___ TEXTE FOURNI

Du point de vue technique, nous aurions voulu faire des essais en soufflerie avec une maquette. Mais par manque de temps, ça n’a pas été possible. Des tests en soufflerie apportent beaucoup de problèmes. Je considère que des essais sur route avec une voiture réelle ont plus de valeur. A l’avenir, j’espère pouvoir expérimenter un certain nombre d’idées sur une version course de la 2000 GT. Malgré tout nous avons mis beaucoup d’attention à soigner l’aérodynamique lors de la conception. Il en a résulté que nous n’avons rencontré absolument aucuns problèmes avec les prototypes. Honnêtement, j’ai personnellement traqué tout ce qui pouvait poser problème pour pouvoir améliorer l’aérodynamique de l’auto durant sa phase de développement. Tout cela ne m’a laissé qu’un sentiment de déception.

Bien sûr, dès le début, nous avions projeté de la gratifier d’une ligne adéquate pour une voiture de Grand Tourisme. Toutefois la priorité a été donnée à l’aérodynamique partout où ce facteur était important ; là où il ne jouait pas de rôle,  la prévalence est revenue au design, à la beauté de la ligne.

A propos des facteurs fonction et élégance, notre position initiale était de parfois faire une nette différentiation entre ces deux éléments, et parfois de les combiner ensemble tout en les maîtrisant.

______

*CONSIGNE A*
Recopiez le passage du texte sur l'aérodynamique de la 2000 GT qui commence par « Bien sûr, dès » et se poursuit jusqu'à « en les maîtrisant. ».
Le texte et les enregistrements proviennent de sources différentes.

___ DONNÉES À TRAITER

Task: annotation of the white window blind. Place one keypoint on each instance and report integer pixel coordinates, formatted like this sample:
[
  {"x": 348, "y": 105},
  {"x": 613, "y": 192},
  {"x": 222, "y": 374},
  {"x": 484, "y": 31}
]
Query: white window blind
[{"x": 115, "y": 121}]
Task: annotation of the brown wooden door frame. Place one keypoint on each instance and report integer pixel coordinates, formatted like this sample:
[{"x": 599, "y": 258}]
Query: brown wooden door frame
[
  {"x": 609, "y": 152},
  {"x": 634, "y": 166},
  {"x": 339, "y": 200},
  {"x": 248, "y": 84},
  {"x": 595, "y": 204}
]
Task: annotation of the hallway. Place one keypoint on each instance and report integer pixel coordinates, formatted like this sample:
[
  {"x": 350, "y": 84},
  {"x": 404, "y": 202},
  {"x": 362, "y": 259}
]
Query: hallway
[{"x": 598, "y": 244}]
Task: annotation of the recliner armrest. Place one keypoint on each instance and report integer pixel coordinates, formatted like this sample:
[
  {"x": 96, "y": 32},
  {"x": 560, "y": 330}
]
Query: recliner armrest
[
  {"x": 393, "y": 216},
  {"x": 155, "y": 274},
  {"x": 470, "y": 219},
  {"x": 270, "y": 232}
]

______
___ DONNÉES À TRAITER

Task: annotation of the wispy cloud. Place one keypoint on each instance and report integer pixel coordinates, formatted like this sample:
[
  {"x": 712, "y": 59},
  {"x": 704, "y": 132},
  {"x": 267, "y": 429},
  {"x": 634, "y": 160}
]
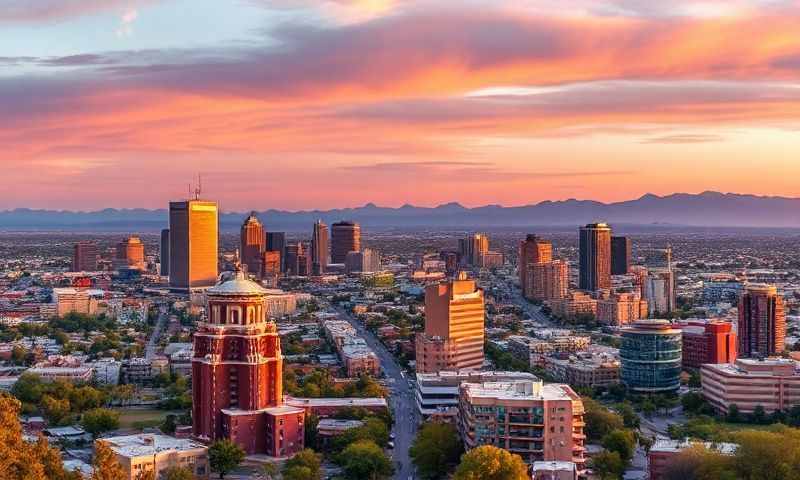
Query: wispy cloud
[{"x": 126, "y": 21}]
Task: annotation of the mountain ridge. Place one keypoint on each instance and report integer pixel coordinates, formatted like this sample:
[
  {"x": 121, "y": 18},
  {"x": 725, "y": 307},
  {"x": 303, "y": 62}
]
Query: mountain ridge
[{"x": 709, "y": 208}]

______
___ DONNÉES À TRAITER

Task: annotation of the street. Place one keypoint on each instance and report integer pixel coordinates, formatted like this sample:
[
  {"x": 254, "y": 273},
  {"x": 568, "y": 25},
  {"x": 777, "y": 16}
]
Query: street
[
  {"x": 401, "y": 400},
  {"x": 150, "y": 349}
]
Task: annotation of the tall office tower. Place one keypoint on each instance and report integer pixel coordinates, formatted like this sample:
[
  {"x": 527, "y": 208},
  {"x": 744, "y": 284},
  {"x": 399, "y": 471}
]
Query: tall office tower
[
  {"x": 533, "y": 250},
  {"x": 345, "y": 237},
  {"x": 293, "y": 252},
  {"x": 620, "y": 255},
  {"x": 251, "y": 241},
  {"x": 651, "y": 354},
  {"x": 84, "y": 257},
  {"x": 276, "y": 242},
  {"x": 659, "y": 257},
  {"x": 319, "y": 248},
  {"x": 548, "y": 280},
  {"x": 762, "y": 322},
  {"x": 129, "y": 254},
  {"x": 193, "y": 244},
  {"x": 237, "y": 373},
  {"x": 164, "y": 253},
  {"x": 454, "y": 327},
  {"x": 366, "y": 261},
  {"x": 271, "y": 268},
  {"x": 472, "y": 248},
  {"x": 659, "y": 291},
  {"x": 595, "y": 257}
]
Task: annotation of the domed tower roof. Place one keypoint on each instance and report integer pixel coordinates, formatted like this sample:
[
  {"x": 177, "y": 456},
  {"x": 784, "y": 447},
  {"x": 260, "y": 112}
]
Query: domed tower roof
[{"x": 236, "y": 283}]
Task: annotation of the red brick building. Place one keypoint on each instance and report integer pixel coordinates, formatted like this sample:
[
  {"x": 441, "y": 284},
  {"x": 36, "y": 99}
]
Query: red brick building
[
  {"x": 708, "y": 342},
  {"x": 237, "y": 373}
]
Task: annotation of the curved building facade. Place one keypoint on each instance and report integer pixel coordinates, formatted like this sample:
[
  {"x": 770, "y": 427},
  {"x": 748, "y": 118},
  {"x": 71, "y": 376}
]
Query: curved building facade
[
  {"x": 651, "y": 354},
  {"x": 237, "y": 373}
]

______

*CONSIGNE B*
Affichez chaque ligne des enregistrements qui contient la chaîne « office », en tenant compte de la casse.

*SOLUTION A*
Bien sûr, dès le début, nous avions projeté de la gratifier d’une ligne adéquate pour une voiture de Grand Tourisme. Toutefois la priorité a été donnée à l’aérodynamique partout où ce facteur était important ; là où il ne jouait pas de rôle,  la prévalence est revenue au design, à la beauté de la ligne.

A propos des facteurs fonction et élégance, notre position initiale était de parfois faire une nette différentiation entre ces deux éléments, et parfois de les combiner ensemble tout en les maîtrisant.

*SOLUTION B*
Task: annotation of the tall office tower. Place one keypoint on each instance and report integer pixel coordinates, formatted like this sample:
Query: tall office tower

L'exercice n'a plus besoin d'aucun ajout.